→ Directions: Copy out all of the following material word for word.

──────── Dataset records

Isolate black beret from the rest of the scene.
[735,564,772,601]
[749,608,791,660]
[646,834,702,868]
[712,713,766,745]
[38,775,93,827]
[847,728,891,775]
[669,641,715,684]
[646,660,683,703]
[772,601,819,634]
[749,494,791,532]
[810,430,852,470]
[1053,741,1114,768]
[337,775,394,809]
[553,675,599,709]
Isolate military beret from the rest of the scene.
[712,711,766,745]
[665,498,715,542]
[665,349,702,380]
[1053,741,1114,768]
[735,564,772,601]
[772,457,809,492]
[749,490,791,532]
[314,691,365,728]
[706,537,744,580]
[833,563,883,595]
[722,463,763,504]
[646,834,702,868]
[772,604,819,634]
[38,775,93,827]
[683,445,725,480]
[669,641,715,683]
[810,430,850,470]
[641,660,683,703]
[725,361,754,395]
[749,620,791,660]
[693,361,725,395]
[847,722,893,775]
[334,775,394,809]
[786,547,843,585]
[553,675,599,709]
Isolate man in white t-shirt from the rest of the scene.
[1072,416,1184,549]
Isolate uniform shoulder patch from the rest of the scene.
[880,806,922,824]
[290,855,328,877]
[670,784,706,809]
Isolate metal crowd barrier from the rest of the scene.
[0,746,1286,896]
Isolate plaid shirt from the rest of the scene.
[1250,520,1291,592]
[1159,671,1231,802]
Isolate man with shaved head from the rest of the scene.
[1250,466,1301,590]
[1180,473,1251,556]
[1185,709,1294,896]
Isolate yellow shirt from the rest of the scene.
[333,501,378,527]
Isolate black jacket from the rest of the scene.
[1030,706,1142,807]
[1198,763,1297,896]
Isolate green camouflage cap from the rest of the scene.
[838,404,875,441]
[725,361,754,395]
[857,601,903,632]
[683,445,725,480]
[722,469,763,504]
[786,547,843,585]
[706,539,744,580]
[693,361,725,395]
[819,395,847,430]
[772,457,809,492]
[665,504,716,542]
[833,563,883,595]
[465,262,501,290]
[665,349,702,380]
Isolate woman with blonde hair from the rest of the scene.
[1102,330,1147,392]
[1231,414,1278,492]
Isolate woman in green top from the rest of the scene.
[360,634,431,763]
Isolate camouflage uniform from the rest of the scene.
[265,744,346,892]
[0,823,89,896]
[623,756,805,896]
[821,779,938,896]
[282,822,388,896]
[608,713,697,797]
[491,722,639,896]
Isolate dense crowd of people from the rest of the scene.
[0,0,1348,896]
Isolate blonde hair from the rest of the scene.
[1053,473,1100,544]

────────────────

→ Reply to the exercise:
Isolate black beret from the rest of the scene.
[735,564,772,601]
[749,608,791,660]
[646,834,702,868]
[712,713,766,745]
[38,775,93,827]
[847,728,891,775]
[669,641,715,684]
[646,660,683,703]
[772,601,819,634]
[749,494,791,532]
[810,430,852,470]
[1053,741,1114,768]
[337,775,394,809]
[553,675,599,709]
Isolate military beret from the rest of the scene.
[712,711,766,745]
[665,498,715,542]
[665,349,702,380]
[1053,741,1114,768]
[735,564,772,601]
[772,457,809,492]
[749,490,791,532]
[314,691,365,728]
[706,537,744,580]
[833,563,883,595]
[722,463,763,504]
[646,834,702,868]
[772,604,819,634]
[38,775,93,827]
[683,445,725,480]
[669,641,715,683]
[810,430,850,470]
[641,660,683,703]
[725,361,754,395]
[749,620,791,660]
[693,361,725,395]
[847,722,893,775]
[334,775,394,809]
[786,547,843,585]
[553,675,599,709]
Isolate man in white t-shirt from the rest of the scene.
[1072,416,1184,549]
Isolate uniform shoulder patch from the rest of the scene.
[880,806,922,824]
[290,855,328,877]
[670,784,706,809]
Isolate metal crowd barrier from the rest of the scene.
[0,746,1286,896]
Isolate plaid shirt from the rest of the scene.
[1250,520,1291,592]
[1159,671,1231,802]
Isolate man with shaved head from the rest of the scene.
[1250,466,1301,590]
[1180,473,1251,556]
[1185,709,1294,896]
Isolate yellow shirt from the rest of the scene.
[333,501,378,527]
Isolate black jacket from the rest of the scene.
[1030,706,1142,807]
[1198,763,1297,896]
Isolate green camouflage cap from the rest of the scene.
[838,404,875,441]
[725,361,754,395]
[857,601,903,632]
[683,445,725,480]
[722,469,763,504]
[786,547,843,585]
[706,539,744,580]
[693,361,725,395]
[819,395,847,430]
[772,457,809,492]
[665,504,716,542]
[833,563,883,595]
[465,262,501,290]
[665,349,702,380]
Isolate woman with blonde hair from the rest of the scene.
[1102,330,1147,392]
[1231,414,1278,492]
Isolate woman in green top from the rest of the scene.
[360,634,431,763]
Isolate camouflage uniform from the rest of the scene.
[265,744,346,892]
[0,823,89,896]
[623,756,805,896]
[821,779,938,896]
[282,822,388,896]
[608,713,697,797]
[491,722,639,896]
Isolate dense crowd of people from the rest of the scene.
[0,0,1348,896]
Isolate blonde hair from the rest of the scene.
[1053,473,1100,544]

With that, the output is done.